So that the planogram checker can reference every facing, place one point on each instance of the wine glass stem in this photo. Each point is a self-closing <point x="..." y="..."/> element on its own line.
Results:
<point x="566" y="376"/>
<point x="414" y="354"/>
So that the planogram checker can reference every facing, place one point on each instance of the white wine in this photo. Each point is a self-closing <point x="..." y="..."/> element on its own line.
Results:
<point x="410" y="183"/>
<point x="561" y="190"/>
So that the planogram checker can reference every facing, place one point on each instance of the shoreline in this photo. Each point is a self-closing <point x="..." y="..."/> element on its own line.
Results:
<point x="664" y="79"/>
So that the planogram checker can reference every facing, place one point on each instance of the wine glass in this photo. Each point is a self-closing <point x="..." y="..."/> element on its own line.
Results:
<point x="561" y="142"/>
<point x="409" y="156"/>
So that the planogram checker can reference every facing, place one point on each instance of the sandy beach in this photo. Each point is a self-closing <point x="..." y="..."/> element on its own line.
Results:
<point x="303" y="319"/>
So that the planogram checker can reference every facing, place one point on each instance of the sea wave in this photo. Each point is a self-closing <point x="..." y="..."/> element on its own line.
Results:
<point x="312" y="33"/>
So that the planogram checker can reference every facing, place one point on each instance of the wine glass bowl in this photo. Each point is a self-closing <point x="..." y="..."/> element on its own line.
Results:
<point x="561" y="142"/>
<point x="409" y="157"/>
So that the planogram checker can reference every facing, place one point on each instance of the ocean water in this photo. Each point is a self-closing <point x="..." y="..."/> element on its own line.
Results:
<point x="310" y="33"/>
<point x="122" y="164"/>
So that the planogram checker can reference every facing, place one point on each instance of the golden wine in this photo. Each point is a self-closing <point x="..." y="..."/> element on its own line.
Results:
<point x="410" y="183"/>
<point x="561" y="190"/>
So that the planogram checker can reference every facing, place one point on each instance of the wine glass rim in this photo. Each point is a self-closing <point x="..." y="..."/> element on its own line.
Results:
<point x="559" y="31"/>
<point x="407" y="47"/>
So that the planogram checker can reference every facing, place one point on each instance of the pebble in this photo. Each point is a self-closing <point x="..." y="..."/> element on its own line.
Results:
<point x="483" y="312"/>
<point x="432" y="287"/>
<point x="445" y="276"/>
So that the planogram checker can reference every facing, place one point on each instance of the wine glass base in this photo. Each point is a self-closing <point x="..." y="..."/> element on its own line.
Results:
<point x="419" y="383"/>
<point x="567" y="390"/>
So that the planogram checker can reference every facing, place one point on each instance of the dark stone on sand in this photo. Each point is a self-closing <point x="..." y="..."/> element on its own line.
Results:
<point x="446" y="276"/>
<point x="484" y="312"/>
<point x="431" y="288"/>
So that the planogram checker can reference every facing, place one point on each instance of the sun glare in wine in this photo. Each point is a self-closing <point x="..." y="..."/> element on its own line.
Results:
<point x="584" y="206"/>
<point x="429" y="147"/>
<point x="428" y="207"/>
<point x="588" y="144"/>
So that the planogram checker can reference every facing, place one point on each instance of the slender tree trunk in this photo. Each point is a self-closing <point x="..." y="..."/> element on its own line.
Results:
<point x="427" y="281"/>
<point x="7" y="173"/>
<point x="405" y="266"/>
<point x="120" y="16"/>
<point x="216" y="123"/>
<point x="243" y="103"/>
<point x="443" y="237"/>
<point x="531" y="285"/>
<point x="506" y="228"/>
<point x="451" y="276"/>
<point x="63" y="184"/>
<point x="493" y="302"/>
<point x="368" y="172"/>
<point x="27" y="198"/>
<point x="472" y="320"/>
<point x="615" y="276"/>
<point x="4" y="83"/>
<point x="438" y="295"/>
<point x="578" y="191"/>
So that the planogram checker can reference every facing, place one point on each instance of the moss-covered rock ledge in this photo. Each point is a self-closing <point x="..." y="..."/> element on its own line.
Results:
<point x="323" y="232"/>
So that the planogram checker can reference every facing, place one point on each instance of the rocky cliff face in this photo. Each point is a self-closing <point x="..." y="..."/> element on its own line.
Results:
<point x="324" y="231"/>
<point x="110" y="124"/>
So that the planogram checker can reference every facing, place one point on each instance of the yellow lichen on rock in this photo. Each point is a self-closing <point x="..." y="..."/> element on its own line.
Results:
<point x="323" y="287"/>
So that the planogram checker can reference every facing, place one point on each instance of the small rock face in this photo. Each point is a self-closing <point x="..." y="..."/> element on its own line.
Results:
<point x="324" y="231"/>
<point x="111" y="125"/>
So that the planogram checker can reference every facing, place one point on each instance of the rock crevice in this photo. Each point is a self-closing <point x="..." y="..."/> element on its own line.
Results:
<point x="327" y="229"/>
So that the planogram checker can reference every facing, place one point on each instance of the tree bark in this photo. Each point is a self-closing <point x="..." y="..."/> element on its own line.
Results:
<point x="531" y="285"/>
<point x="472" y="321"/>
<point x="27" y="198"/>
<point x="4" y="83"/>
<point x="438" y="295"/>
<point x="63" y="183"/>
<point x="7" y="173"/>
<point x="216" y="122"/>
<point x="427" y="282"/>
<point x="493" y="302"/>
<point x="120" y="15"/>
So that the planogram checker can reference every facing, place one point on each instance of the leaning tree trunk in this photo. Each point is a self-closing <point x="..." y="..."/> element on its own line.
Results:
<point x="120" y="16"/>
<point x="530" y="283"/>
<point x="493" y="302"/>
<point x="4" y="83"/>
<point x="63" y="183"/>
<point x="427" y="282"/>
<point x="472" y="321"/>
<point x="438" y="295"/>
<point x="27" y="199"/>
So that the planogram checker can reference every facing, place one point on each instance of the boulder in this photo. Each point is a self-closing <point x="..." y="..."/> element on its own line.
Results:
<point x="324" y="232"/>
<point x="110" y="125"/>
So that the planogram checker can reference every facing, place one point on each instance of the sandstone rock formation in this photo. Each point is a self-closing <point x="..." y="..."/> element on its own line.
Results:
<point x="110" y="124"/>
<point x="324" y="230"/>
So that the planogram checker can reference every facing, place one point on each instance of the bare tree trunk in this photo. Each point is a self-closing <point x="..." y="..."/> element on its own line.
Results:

__________

▶ [PROBLEM DESCRIPTION]:
Return all of the data above word for word, from the first line to the last.

▶ [WRITTEN ANSWER]:
So that the planogram checker can reference every facing, place one point on each instance of the wine glass stem in this photo. Each point is a self-closing <point x="..." y="..."/> element on its own line.
Results:
<point x="566" y="376"/>
<point x="414" y="354"/>
So that the planogram checker can reference every facing, place one point on each instance of the white wine in this photo. Each point is a self-closing <point x="..." y="..."/> element on its own line.
Results:
<point x="410" y="183"/>
<point x="561" y="190"/>
So that the planogram checker can reference every facing, place one point on each instance of the shoreline in this photo. Each point is a self-closing <point x="..." y="..."/> element on its own line.
Results:
<point x="664" y="79"/>
So that the planogram checker can reference every facing, place one point on each instance of the wine glass in this photo. Each point is a self-closing <point x="..." y="..."/> element on its own line.
Results:
<point x="561" y="142"/>
<point x="409" y="156"/>
So that the planogram checker can reference every facing, place one point on each instance of the sandy beach in this photo. Each point is a self-closing <point x="..." y="..."/> element on its own line.
Results:
<point x="303" y="319"/>
So that the planogram checker can reference every facing, place one point on each instance of the sea wave in this photo. Each point is a self-closing <point x="..." y="..."/> element on its own line.
Results:
<point x="312" y="33"/>
So that the planogram checker can reference every facing, place one point on each instance of the wine glass bowl in this photo. Each point is a self-closing <point x="..." y="..."/> element on its own line.
Results:
<point x="561" y="142"/>
<point x="409" y="157"/>
So that the planogram checker can reference every facing, place one point on each instance of the ocean water in this photo. Each point is a self-closing <point x="..." y="..."/> element on its own line.
Results:
<point x="310" y="33"/>
<point x="122" y="164"/>
So that the planogram checker can reference every facing, place one point on each instance of the golden wine in this photo. Each point is a self-closing <point x="..." y="..."/> element on its own line.
Results:
<point x="410" y="183"/>
<point x="561" y="190"/>
So that the planogram checker can reference every facing, place one point on each instance of the wine glass rim in this photo. Each point is a self-closing <point x="..." y="..."/> element on its own line.
Results:
<point x="559" y="31"/>
<point x="407" y="47"/>
So that the planogram checker can reference every facing, place one point on each instance of the pebble in this photo. Each point is a self-closing <point x="..." y="..."/> element on its own line.
Results:
<point x="483" y="312"/>
<point x="432" y="287"/>
<point x="445" y="276"/>
So that the planogram checker can reference every facing, place one point on each instance of the wine glass base in this photo. Each point is a self-closing <point x="..." y="..."/> element on its own line.
Results:
<point x="419" y="383"/>
<point x="567" y="390"/>
So that the planogram checker can reference every facing, place one point on each instance of the dark stone on sand in this photo. Each point is a self-closing <point x="..." y="..."/> element on its own line.
Results:
<point x="446" y="276"/>
<point x="484" y="312"/>
<point x="431" y="288"/>
So that the planogram checker can reference every facing, place one point on each instance of the sun glare in wine in this photo. Each point is a self-closing <point x="..." y="..."/> element on its own line.
Results:
<point x="584" y="206"/>
<point x="429" y="147"/>
<point x="428" y="207"/>
<point x="588" y="144"/>
So that the planogram checker can reference every facing, place one point on each instance of the slender tree trunk in this photo. Each point is a self-closing <point x="..." y="..."/> element on its own line.
Results:
<point x="427" y="281"/>
<point x="7" y="173"/>
<point x="405" y="266"/>
<point x="120" y="16"/>
<point x="216" y="123"/>
<point x="243" y="103"/>
<point x="443" y="237"/>
<point x="531" y="285"/>
<point x="506" y="228"/>
<point x="451" y="276"/>
<point x="63" y="184"/>
<point x="493" y="302"/>
<point x="368" y="172"/>
<point x="27" y="198"/>
<point x="472" y="320"/>
<point x="615" y="276"/>
<point x="4" y="83"/>
<point x="438" y="295"/>
<point x="578" y="191"/>
So that the planogram checker can reference every facing, place one point on each instance of the moss-covered rock ledge in this photo. Each point is a self-closing <point x="..." y="..."/> element on its own line.
Results:
<point x="323" y="232"/>
So that the planogram checker can reference every facing, place one point on each instance of the rocky cliff face in this photo. Each point is a self-closing <point x="..." y="..."/> element on its own line.
Results:
<point x="324" y="231"/>
<point x="110" y="124"/>
So that the planogram checker can reference every facing, place one point on each instance of the yellow lichen on rock in this photo. Each point is a self-closing <point x="..." y="..."/> element on its own line.
Results:
<point x="323" y="287"/>
So that the planogram checker can reference every facing, place one point on each instance of the small rock face in this photo. Each point is a self-closing <point x="..." y="..."/> element on its own line.
Results:
<point x="324" y="231"/>
<point x="111" y="125"/>
So that the planogram checker can reference every facing, place one point on each instance of the rock crevice in this photo. Each point is a self-closing <point x="..." y="..."/> element on its own line.
Results:
<point x="327" y="229"/>
So that the planogram checker can reference every facing, place one point on each instance of the tree bark in this photo. Each point is a self-closing <point x="..." y="..."/> element on its own line.
Results:
<point x="531" y="285"/>
<point x="472" y="321"/>
<point x="27" y="198"/>
<point x="4" y="83"/>
<point x="438" y="295"/>
<point x="63" y="183"/>
<point x="7" y="173"/>
<point x="216" y="122"/>
<point x="427" y="282"/>
<point x="493" y="302"/>
<point x="120" y="15"/>
So that the planogram checker can reference every facing, place one point on each instance of the leaning tree trunk in this photo. Each point is a self-closing <point x="..." y="..."/> element on its own line.
Results:
<point x="120" y="16"/>
<point x="530" y="283"/>
<point x="493" y="302"/>
<point x="4" y="83"/>
<point x="63" y="183"/>
<point x="427" y="282"/>
<point x="472" y="321"/>
<point x="438" y="295"/>
<point x="27" y="199"/>
So that the planogram checker can reference every facing, place one point on each instance of the boulder in this photo. Each point is a self-closing <point x="..." y="..."/> element on its own line.
Results:
<point x="324" y="232"/>
<point x="110" y="125"/>
So that the planogram checker can reference every facing, place one point on each instance of the sandstone rock formation in this photo. Each point is a self-closing <point x="..." y="..."/> element on its own line.
Results:
<point x="110" y="124"/>
<point x="324" y="230"/>
So that the planogram checker can reference every facing, place one point on each instance of the bare tree trunk in this photo. Each point is a self-closing <point x="..." y="..."/> element on its own line.
Results:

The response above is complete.